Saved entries
★ ★ ★

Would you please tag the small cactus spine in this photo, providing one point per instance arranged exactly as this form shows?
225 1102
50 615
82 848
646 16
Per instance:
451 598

★ ★ ★

Retype the entries precisely as they stand.

Would you please tag the small cactus spine in this photo, providing one point per instance arranged exactly as this form shows?
225 1102
50 615
82 848
646 16
Per instance:
451 598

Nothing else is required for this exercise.